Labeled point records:
================================
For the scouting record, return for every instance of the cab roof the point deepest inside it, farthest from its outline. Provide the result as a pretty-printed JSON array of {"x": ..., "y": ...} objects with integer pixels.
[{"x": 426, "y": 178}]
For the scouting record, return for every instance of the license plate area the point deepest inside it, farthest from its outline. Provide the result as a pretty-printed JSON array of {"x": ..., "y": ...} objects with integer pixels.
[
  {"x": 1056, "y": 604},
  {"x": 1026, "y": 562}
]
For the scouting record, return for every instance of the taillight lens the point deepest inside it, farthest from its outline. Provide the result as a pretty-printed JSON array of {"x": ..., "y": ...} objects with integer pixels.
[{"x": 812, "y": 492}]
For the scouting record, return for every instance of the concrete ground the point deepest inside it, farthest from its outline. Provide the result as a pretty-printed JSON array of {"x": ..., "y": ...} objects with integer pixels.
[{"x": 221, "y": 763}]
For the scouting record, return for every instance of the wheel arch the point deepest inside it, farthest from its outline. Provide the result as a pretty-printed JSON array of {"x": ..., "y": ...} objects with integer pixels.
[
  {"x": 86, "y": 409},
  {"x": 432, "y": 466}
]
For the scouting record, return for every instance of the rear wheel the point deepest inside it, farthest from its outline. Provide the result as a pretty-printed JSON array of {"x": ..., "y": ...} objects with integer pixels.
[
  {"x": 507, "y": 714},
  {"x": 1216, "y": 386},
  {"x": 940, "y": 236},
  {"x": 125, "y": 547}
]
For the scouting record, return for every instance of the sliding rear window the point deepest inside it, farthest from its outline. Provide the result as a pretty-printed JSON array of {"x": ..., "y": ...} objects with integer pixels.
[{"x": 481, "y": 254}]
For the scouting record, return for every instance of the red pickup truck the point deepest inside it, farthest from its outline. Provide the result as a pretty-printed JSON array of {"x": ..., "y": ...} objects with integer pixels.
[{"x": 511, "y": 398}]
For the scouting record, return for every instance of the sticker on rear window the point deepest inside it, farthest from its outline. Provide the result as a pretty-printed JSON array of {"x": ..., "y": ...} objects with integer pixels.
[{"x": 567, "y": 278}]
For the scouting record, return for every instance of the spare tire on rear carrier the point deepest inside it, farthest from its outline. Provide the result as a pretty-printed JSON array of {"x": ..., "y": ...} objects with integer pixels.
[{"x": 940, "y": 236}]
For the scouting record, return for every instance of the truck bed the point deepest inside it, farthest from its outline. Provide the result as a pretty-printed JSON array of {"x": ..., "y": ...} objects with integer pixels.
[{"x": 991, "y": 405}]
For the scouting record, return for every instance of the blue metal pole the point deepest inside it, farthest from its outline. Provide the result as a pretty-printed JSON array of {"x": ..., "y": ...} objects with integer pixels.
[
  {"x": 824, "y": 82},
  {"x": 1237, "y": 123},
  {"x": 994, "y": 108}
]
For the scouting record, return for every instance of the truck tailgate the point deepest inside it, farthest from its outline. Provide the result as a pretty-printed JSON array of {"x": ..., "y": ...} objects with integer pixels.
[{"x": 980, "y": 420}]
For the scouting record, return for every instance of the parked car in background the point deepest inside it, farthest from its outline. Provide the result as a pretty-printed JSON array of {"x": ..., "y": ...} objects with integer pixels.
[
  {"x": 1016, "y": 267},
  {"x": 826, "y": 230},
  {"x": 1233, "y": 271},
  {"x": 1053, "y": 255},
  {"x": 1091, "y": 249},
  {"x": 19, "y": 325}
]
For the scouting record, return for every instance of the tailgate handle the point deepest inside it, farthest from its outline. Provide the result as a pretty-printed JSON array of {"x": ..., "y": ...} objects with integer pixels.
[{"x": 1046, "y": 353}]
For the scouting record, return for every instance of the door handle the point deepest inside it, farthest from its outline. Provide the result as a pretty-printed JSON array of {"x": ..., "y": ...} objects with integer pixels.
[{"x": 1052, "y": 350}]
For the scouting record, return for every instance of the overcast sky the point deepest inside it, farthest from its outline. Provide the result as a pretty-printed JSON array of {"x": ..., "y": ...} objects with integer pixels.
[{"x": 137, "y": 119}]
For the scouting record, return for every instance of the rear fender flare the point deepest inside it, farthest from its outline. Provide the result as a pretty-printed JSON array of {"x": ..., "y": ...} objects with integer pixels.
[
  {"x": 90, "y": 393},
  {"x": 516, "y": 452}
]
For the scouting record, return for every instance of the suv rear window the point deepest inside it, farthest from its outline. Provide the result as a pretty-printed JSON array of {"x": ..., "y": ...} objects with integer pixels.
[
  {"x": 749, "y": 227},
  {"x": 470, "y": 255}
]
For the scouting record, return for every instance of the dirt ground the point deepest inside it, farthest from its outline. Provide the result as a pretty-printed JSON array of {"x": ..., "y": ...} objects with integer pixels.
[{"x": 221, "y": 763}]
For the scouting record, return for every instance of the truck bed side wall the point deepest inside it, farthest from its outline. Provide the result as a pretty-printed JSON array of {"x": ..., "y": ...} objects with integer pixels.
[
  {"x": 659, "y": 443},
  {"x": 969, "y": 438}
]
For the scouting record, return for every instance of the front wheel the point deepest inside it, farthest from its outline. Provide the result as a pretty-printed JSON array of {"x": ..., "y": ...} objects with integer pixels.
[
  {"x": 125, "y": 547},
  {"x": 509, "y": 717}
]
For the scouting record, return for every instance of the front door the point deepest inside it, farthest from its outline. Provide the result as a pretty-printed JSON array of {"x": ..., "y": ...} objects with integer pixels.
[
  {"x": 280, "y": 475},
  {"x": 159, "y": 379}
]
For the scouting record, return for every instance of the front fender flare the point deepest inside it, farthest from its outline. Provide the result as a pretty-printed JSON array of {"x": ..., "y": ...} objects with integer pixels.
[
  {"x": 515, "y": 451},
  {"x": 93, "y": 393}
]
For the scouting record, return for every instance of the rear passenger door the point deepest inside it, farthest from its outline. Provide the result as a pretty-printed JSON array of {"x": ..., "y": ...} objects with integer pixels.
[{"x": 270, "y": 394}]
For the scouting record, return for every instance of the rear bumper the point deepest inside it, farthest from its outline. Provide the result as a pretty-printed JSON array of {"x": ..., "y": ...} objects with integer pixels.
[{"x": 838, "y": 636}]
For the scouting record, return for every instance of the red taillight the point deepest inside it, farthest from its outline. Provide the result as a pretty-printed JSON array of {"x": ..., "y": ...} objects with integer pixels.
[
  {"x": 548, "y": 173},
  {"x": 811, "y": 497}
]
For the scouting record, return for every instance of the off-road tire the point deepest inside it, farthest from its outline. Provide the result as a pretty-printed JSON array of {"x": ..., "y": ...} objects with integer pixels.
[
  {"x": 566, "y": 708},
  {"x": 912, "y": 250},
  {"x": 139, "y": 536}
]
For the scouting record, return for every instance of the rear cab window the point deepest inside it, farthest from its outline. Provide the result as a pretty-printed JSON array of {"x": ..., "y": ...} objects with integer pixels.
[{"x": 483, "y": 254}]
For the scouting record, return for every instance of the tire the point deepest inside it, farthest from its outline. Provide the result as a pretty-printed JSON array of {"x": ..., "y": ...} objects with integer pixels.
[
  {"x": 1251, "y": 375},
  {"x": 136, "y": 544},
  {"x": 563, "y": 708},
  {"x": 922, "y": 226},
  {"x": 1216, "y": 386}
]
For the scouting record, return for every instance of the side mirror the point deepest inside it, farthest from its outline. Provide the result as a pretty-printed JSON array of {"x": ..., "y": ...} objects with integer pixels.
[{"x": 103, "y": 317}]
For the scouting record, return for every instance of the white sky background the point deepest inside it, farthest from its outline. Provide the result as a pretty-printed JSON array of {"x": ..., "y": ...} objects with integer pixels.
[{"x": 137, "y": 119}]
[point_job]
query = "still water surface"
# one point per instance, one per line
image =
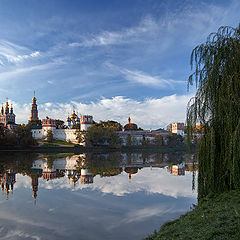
(90, 196)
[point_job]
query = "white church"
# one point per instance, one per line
(69, 134)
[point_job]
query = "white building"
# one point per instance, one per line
(69, 135)
(177, 128)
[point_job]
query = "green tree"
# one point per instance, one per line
(216, 106)
(175, 140)
(80, 136)
(23, 135)
(129, 140)
(116, 126)
(49, 136)
(35, 122)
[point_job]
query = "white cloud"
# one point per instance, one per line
(139, 77)
(113, 38)
(149, 113)
(13, 53)
(145, 180)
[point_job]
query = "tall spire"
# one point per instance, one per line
(2, 110)
(11, 109)
(34, 111)
(7, 107)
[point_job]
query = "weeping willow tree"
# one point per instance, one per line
(216, 105)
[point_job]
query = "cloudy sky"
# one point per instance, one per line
(109, 58)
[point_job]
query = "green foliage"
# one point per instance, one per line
(80, 136)
(98, 135)
(216, 106)
(216, 218)
(35, 122)
(20, 136)
(60, 124)
(175, 140)
(49, 136)
(129, 140)
(158, 141)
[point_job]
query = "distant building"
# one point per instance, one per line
(69, 135)
(178, 128)
(34, 111)
(7, 117)
(178, 170)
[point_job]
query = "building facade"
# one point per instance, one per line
(34, 111)
(178, 128)
(68, 135)
(7, 117)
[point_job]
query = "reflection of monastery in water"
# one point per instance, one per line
(71, 167)
(177, 170)
(7, 180)
(81, 169)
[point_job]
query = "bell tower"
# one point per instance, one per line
(34, 111)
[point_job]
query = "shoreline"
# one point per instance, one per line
(81, 149)
(215, 217)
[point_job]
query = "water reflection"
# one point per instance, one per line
(110, 192)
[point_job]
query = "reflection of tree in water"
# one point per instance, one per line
(19, 162)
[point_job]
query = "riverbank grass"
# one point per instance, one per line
(216, 218)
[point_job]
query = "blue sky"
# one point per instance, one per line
(110, 59)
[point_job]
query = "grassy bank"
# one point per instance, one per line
(215, 217)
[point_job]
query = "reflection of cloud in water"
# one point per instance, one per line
(153, 181)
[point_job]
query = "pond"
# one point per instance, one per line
(93, 196)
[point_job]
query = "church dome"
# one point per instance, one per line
(130, 126)
(73, 116)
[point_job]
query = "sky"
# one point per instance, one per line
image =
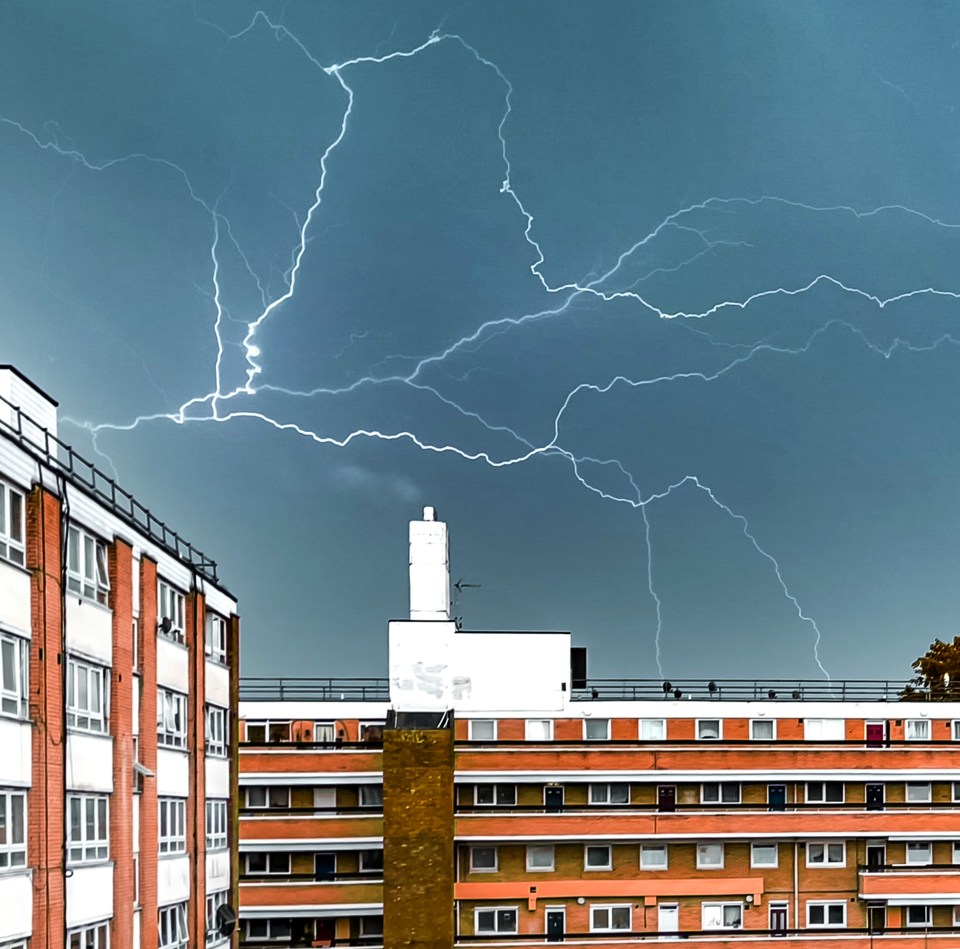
(655, 302)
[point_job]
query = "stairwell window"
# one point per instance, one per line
(12, 545)
(87, 574)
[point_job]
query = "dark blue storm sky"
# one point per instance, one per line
(657, 302)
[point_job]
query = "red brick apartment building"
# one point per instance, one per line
(118, 684)
(474, 801)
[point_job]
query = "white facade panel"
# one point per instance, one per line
(89, 894)
(89, 630)
(216, 684)
(15, 755)
(173, 773)
(16, 905)
(217, 777)
(89, 763)
(14, 598)
(173, 879)
(172, 665)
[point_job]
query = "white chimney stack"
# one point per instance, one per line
(429, 568)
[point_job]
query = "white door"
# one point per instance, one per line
(668, 918)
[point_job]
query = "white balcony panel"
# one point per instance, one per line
(16, 905)
(172, 671)
(218, 871)
(216, 685)
(89, 629)
(15, 770)
(218, 777)
(173, 773)
(14, 598)
(89, 763)
(89, 894)
(173, 880)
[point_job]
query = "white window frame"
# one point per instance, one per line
(701, 853)
(172, 925)
(171, 719)
(13, 848)
(217, 824)
(472, 728)
(826, 861)
(84, 810)
(88, 574)
(171, 825)
(14, 675)
(216, 731)
(825, 904)
(609, 908)
(83, 713)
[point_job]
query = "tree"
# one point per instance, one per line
(937, 674)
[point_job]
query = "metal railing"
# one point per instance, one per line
(49, 450)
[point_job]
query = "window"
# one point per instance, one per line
(538, 729)
(214, 902)
(597, 858)
(173, 824)
(763, 855)
(495, 919)
(721, 915)
(86, 696)
(728, 793)
(267, 863)
(609, 794)
(169, 612)
(825, 792)
(918, 793)
(267, 797)
(173, 927)
(826, 854)
(653, 857)
(215, 637)
(95, 936)
(920, 853)
(13, 828)
(653, 729)
(216, 824)
(483, 859)
(826, 914)
(709, 856)
(171, 719)
(216, 726)
(540, 857)
(823, 729)
(14, 663)
(708, 729)
(483, 729)
(604, 919)
(371, 795)
(88, 828)
(596, 729)
(501, 794)
(11, 525)
(87, 566)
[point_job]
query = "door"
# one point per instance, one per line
(777, 797)
(667, 797)
(556, 923)
(553, 797)
(668, 918)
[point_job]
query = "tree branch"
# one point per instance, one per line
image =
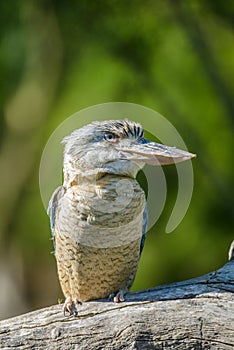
(193, 314)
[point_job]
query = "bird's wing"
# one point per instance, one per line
(144, 228)
(53, 206)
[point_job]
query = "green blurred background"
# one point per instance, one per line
(57, 57)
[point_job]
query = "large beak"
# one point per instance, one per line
(154, 153)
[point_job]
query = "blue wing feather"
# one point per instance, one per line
(53, 206)
(144, 228)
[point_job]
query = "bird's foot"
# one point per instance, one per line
(119, 297)
(70, 307)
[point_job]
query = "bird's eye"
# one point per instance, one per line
(110, 137)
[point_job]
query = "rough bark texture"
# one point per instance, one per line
(194, 314)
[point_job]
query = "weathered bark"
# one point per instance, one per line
(193, 314)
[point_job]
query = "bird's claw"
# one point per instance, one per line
(70, 307)
(119, 297)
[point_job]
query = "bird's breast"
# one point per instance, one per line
(105, 213)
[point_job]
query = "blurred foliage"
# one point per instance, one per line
(57, 57)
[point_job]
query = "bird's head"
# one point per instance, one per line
(114, 147)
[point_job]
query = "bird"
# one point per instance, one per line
(98, 216)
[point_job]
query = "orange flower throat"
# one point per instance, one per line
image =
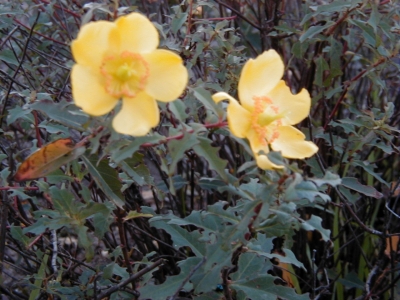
(125, 74)
(263, 122)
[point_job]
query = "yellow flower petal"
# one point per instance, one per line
(259, 76)
(92, 43)
(137, 34)
(295, 108)
(89, 93)
(167, 75)
(239, 119)
(262, 160)
(292, 144)
(137, 116)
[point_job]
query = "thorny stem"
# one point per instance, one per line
(130, 279)
(187, 278)
(122, 236)
(17, 70)
(347, 85)
(189, 24)
(180, 136)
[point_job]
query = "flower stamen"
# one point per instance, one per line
(262, 119)
(125, 74)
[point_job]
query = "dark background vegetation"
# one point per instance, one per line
(345, 53)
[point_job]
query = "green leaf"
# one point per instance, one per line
(17, 233)
(170, 286)
(204, 97)
(210, 184)
(134, 214)
(353, 184)
(8, 56)
(329, 178)
(61, 112)
(251, 266)
(181, 237)
(131, 147)
(352, 280)
(314, 30)
(177, 23)
(210, 153)
(264, 288)
(178, 148)
(19, 112)
(106, 179)
(209, 275)
(314, 223)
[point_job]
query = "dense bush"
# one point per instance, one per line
(185, 212)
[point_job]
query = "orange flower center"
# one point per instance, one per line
(125, 74)
(265, 120)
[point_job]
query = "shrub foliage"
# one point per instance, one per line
(184, 212)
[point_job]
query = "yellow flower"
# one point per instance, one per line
(120, 60)
(267, 110)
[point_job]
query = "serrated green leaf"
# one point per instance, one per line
(250, 266)
(181, 237)
(134, 214)
(130, 148)
(8, 56)
(353, 184)
(204, 97)
(264, 288)
(329, 178)
(178, 148)
(106, 179)
(61, 112)
(170, 286)
(314, 30)
(210, 153)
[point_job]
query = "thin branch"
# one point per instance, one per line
(187, 278)
(130, 279)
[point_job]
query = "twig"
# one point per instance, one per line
(239, 15)
(55, 252)
(130, 279)
(189, 24)
(3, 218)
(227, 292)
(187, 278)
(17, 70)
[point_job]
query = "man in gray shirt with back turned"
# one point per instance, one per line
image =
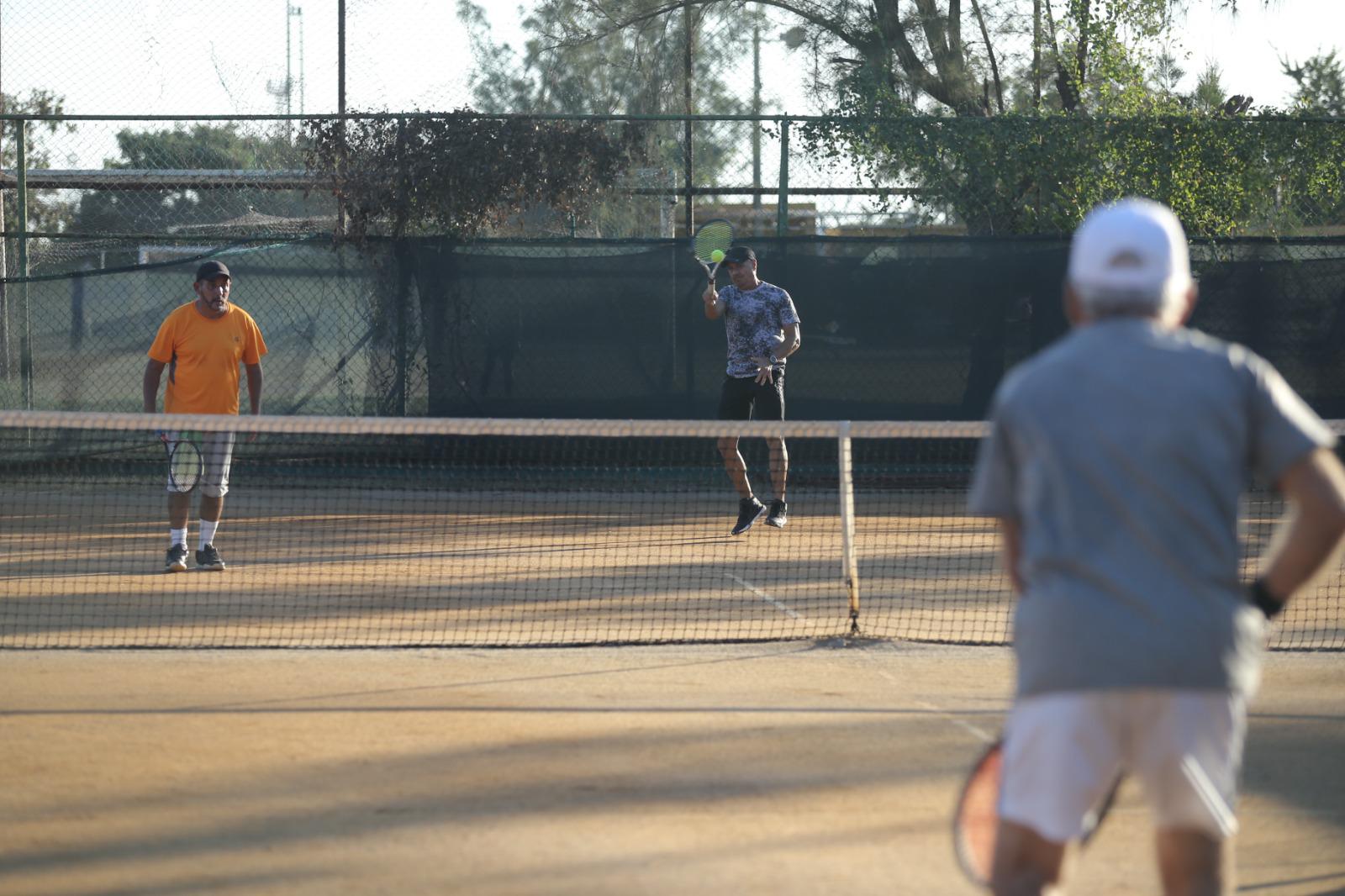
================================
Return each line of the data that contains the word "foliage", copied in full.

query = "green foliage"
query = "blurred foliage"
query = "shrub foliage"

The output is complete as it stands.